Rows.
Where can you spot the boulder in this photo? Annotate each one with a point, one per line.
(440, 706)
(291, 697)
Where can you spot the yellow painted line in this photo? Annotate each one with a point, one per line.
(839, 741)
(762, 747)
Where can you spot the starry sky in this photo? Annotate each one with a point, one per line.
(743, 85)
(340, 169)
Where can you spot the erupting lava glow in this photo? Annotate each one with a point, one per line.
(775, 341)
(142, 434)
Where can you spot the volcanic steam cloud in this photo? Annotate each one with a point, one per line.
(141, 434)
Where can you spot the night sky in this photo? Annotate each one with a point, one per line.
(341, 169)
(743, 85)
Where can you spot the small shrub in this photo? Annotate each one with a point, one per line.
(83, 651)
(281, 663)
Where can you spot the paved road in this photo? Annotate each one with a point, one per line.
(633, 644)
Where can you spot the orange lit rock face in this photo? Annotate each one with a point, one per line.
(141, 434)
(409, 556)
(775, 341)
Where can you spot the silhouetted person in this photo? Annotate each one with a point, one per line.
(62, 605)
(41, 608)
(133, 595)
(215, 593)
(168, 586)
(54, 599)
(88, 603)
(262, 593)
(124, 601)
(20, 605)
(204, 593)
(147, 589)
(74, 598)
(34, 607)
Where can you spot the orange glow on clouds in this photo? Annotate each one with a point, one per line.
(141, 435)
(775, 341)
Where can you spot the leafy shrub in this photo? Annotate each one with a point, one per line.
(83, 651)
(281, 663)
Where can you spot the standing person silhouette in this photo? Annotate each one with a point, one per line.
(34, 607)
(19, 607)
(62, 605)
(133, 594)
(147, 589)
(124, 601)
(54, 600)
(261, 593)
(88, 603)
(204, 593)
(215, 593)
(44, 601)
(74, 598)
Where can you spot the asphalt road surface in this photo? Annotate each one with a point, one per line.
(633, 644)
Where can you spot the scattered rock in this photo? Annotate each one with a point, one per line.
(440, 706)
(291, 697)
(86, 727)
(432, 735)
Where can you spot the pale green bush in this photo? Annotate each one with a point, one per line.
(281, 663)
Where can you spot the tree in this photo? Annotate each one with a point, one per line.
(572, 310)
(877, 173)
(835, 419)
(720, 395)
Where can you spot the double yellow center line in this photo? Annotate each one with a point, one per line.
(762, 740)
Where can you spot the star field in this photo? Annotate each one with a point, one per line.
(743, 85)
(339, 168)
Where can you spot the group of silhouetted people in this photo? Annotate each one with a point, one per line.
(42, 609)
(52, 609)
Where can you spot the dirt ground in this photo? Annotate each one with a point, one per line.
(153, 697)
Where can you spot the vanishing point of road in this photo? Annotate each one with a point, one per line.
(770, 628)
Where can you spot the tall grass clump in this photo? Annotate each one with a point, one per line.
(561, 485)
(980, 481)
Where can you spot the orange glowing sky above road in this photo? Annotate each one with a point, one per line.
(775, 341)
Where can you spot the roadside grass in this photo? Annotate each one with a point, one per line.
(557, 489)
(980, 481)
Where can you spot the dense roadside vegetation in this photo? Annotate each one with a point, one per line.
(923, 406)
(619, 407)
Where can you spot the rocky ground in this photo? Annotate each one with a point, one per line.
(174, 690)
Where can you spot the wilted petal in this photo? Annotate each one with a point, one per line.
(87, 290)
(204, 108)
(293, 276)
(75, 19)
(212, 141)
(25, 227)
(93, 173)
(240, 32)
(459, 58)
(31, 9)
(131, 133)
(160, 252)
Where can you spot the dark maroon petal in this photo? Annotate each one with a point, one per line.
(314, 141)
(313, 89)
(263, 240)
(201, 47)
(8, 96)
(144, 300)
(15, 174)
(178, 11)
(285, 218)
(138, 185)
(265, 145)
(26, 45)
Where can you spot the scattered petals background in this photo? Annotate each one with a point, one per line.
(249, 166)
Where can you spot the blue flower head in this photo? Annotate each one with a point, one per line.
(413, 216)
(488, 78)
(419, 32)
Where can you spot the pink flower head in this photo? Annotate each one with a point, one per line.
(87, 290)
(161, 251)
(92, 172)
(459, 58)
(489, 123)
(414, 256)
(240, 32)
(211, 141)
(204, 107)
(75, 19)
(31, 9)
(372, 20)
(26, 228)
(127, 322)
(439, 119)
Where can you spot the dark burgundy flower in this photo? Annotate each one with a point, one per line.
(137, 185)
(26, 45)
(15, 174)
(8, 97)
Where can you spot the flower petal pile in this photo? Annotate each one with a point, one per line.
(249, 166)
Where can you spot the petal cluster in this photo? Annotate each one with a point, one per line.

Stated problem. In the rows that open with the line containing "Where can you spot the dense" and close with the last row, change every "flower head" to "blossom", leaving all else unchanged. Give only those rows.

Exercise output.
Where can you spot the dense roadside vegetation in this photo? Annotate each one with a point, one per line.
(923, 406)
(619, 407)
Where can you spot the rocky ground in this photo? Annotate each one with a point, one per line.
(174, 690)
Where can you spot the wilted petal in this photo? Annotate each one with a point, one per line.
(87, 290)
(204, 108)
(293, 276)
(75, 19)
(212, 141)
(25, 227)
(93, 173)
(240, 32)
(459, 58)
(31, 9)
(131, 133)
(160, 252)
Where can you spot the dark maroon petal in this photo? Annotate each one with a point, one per line.
(314, 141)
(313, 89)
(263, 240)
(201, 47)
(8, 96)
(144, 300)
(15, 174)
(178, 11)
(285, 218)
(138, 185)
(265, 145)
(26, 45)
Where can you spot the scattered petals background in this photo? Annotate each one with a point, one per line.
(249, 166)
Where can you spot the blue blossom in this photo? Annotate each one with a point, one per line.
(413, 216)
(488, 78)
(419, 32)
Where can you spot the pink blossom in this photo? Annotate each one with a point, one per line.
(87, 290)
(161, 251)
(92, 172)
(459, 58)
(489, 123)
(414, 256)
(240, 32)
(211, 141)
(204, 107)
(75, 19)
(31, 9)
(372, 20)
(26, 228)
(127, 322)
(439, 119)
Where can you spot the dark burgundy flower in this photo? Annotate each one with a point, one per line.
(137, 185)
(26, 45)
(15, 174)
(8, 97)
Where can you spot the flower petal pile in this photo? Annotate each one with a point, one per line.
(249, 166)
Where can you spot the petal cluster in this photo? Annotate each one with a point, one per line.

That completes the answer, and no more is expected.